[start of Material to process]

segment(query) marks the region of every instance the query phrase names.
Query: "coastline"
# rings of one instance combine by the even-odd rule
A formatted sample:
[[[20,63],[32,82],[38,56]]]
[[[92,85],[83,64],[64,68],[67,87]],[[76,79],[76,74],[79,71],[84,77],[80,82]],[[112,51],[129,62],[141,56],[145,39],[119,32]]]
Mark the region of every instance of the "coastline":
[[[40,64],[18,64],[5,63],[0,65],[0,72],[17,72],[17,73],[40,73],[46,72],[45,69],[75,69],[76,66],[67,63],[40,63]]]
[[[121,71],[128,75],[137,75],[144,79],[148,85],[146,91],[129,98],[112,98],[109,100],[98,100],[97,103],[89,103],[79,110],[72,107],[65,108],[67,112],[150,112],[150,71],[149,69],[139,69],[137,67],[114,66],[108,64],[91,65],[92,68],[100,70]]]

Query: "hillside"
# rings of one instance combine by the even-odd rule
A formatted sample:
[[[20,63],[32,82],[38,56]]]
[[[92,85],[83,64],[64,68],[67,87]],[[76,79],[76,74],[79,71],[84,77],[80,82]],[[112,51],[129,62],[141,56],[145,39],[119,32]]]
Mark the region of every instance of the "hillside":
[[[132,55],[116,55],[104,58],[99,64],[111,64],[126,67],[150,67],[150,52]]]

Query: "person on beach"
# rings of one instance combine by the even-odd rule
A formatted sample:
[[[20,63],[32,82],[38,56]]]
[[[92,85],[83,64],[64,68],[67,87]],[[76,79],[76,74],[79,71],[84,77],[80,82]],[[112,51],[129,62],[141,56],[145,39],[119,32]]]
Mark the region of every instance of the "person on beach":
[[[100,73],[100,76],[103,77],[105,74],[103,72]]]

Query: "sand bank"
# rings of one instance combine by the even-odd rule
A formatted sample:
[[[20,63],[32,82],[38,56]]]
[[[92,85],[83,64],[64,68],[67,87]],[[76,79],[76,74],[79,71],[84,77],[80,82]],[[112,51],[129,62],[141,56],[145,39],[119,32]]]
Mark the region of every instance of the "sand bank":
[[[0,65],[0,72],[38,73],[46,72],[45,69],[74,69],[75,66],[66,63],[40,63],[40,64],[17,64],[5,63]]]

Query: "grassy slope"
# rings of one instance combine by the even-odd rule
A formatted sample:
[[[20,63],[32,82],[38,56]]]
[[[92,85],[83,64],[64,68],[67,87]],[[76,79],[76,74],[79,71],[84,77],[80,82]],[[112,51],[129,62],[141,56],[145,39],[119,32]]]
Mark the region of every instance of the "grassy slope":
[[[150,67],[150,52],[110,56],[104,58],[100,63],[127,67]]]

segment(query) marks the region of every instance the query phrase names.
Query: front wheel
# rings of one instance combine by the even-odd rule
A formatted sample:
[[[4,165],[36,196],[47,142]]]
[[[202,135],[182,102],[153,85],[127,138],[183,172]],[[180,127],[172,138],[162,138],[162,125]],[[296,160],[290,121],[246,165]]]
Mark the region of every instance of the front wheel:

[end of Material to process]

Exercise directions. Please pick out each line in the listing above that contains the string "beach". Case counts.

Written answer.
Query: "person on beach"
Mark the region of every instance of the "person on beach":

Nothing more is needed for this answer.